[Problem details] Transcribe the entries that follow exactly as they appear, minus pictures.

Saved entries
"""

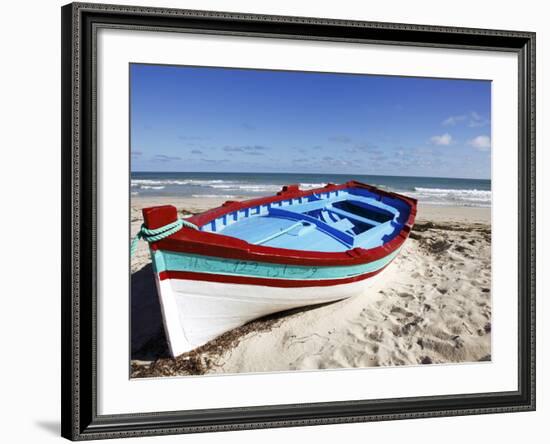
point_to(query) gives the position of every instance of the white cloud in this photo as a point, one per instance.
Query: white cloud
(474, 120)
(482, 143)
(453, 120)
(444, 139)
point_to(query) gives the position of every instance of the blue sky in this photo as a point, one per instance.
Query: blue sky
(236, 120)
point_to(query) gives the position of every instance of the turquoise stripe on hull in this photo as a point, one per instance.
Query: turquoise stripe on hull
(172, 261)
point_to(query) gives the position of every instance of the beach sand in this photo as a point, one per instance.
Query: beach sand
(432, 305)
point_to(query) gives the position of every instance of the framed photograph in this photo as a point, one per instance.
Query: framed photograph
(280, 221)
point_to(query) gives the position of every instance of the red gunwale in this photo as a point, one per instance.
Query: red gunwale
(191, 241)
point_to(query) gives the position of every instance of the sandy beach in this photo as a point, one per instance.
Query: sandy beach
(432, 305)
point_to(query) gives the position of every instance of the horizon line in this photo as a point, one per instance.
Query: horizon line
(334, 174)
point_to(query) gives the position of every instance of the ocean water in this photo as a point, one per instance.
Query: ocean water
(430, 190)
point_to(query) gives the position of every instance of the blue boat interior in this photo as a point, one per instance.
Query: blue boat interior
(328, 221)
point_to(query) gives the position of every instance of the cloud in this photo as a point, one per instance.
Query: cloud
(473, 119)
(340, 139)
(331, 161)
(214, 161)
(191, 138)
(481, 143)
(165, 158)
(248, 149)
(453, 120)
(444, 139)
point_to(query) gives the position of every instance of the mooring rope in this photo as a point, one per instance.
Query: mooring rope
(156, 234)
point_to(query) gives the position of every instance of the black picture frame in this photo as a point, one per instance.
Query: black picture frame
(79, 208)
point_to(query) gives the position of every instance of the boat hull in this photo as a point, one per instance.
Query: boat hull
(212, 276)
(198, 311)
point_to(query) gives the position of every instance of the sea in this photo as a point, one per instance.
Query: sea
(428, 190)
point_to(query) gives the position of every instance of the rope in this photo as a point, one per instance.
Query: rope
(157, 234)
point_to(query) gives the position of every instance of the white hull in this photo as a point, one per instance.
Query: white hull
(196, 312)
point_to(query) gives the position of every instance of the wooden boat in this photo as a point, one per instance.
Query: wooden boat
(243, 260)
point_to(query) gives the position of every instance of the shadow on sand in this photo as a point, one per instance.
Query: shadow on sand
(148, 341)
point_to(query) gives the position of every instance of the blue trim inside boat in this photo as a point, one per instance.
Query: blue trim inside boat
(331, 221)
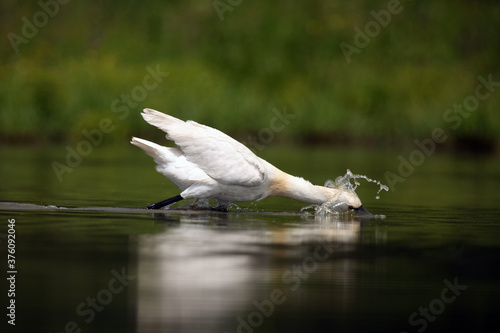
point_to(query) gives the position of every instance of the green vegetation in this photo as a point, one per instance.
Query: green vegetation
(231, 73)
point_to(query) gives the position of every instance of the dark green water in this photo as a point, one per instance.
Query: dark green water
(430, 266)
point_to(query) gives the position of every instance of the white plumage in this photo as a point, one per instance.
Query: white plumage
(211, 164)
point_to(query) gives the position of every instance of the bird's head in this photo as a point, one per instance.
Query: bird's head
(343, 196)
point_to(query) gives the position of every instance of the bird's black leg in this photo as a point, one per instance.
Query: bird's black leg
(166, 202)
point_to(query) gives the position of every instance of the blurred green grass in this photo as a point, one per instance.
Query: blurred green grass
(230, 74)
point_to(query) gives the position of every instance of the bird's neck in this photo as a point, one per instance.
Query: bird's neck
(285, 185)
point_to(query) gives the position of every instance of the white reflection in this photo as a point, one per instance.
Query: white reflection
(200, 276)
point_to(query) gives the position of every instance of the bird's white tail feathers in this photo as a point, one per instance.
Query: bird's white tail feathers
(163, 121)
(162, 155)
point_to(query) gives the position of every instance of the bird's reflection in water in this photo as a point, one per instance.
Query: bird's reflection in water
(200, 275)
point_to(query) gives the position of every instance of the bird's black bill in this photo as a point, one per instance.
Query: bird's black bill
(361, 211)
(165, 202)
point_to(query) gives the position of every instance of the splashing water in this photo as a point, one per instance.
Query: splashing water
(343, 183)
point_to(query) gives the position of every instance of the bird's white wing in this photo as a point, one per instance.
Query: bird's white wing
(217, 154)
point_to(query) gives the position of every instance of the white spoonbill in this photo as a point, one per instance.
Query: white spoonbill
(211, 164)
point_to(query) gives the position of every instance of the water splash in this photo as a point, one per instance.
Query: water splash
(343, 183)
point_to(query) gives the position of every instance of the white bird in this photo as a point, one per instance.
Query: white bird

"""

[Completed exercise]
point_to(query) gives the position of every instance of the white cloud in this photo as a point, one per instance.
Query: white cloud
(474, 120)
(482, 143)
(453, 120)
(444, 139)
point_to(query) gives the position of every instance of the blue sky in this photo as a point, one per instance.
Query: blue sky
(236, 120)
point_to(query) gives the position of every instance of the turquoise stripe on hull in this photo as a point, one per instance.
Query: turquoise stripe on hull
(172, 261)
point_to(query) gives the position of every instance of the beach sand in this photo as a point, one per instance.
Query: beach sand
(432, 305)
point_to(query) gives the position of every instance of the framed photograph in this photo as a point, one per instance.
Query: framed photograph
(280, 221)
point_to(query) gives the position of every instance of the red gunwale in this photo as a point, one per instance.
Query: red gunwale
(191, 241)
point_to(query) gives the position of every instance of the sandy beach in this photo as a point, one per instance.
Query: sandy beach
(432, 305)
point_to(query) gives the position of every instance of the horizon line in this photo as a point, one per instance.
Query: horizon line
(334, 174)
point_to(query) gives the position of every instance of the ocean water in this photo as a point, one per instance.
Query: ocean water
(430, 190)
point_to(query) gives the position of every instance of the blue boat interior in this photo as a point, one per instance.
Query: blue boat interior
(328, 221)
point_to(query) gives the position of every instance of the cloud in this photo as a point, one per instance.
Query: cloud
(473, 119)
(340, 139)
(331, 161)
(214, 161)
(191, 138)
(481, 143)
(165, 158)
(248, 149)
(453, 120)
(444, 139)
point_to(query) gives the position of every instance of the mooring rope in this photo as a point, one per instance.
Query: mooring rope
(156, 234)
point_to(query) gives the position of every instance of the black picture frame in this photo as a point, one per instance.
Query: black picture frame
(79, 208)
point_to(query) gives the position of every instance of the boat hull in this photo as a point, one per instance.
Query: boat hull
(212, 276)
(198, 311)
point_to(query) gives the position of every instance of the sea in this photo as a point, one per instance.
Query: sea
(428, 190)
point_to(query) gives the position of every instance of the rope in this photo as a point, one per instance.
Query: rope
(157, 234)
point_to(query) gives the position of every instance of the white hull in this photo as a point, one per instance.
Query: white hull
(196, 312)
point_to(query) gives the position of every instance of the wooden boat in this photo as a point, one per instance.
Query: wooden boat
(243, 260)
point_to(query) gives the position of every instance of the shadow on sand in this photo as a point, one per instance.
Query: shadow on sand
(148, 341)
point_to(query) gives the position of every instance of the blue trim inside boat in this photo as a point, one per instance.
Query: blue trim inside boat
(331, 221)
point_to(query) gives the position of every instance of the green vegetation in this photo as a point, one per instance.
Query: green vegetation
(231, 73)
point_to(query) gives the position of every instance of the dark green water in this photo as a point, one per instance.
Query: dark green water
(430, 266)
point_to(query) gives the position of every instance of the white plumage in this photo as a point, one per instance.
Query: white plumage
(211, 164)
point_to(query) gives the position of every instance of the bird's head in this photo as a point, one per instance.
Query: bird's head
(343, 196)
point_to(query) gives the position of every instance of the bird's black leg in this photo as a point, one per instance.
Query: bird's black leg
(166, 202)
point_to(query) gives the position of every instance of the blurred green grass in this photo as a point, one per instance.
Query: blurred green grass
(230, 74)
point_to(query) gives the position of every instance of the bird's neck in this photo as a point, one per instance.
Query: bird's neck
(285, 185)
point_to(query) gives the position of every instance of the white reflection in this photo as a point, one per instance.
Query: white reflection
(200, 276)
point_to(query) gives the position of every instance of the bird's white tail feathers in this photo as a point, one per instance.
Query: bird's white tail feathers
(163, 121)
(162, 155)
point_to(query) gives the position of every instance of the bird's reflection in water in this photo as a point, one per instance.
Query: bird's reflection in water
(200, 275)
point_to(query) gives the position of every instance of the bird's black bill in this photo as a point, one per instance.
Query: bird's black bill
(361, 211)
(165, 202)
point_to(query) gives the position of every instance of the splashing water in this photo as a point, one per instance.
Query: splashing water
(343, 183)
point_to(query) gives the position of every instance of the bird's white wing in this photo as a point, one per instance.
Query: bird's white wing
(217, 154)
point_to(query) gives the position of every instance of the white spoonbill in this photo as a point, one per instance.
Query: white spoonbill
(211, 164)
point_to(query) gives the position of every instance of the water splash in this photo as a point, one per instance.
Query: water splash
(343, 183)
point_to(query) gives the position of every instance of the white bird in this photo as a point, one per instance.
Query: white bird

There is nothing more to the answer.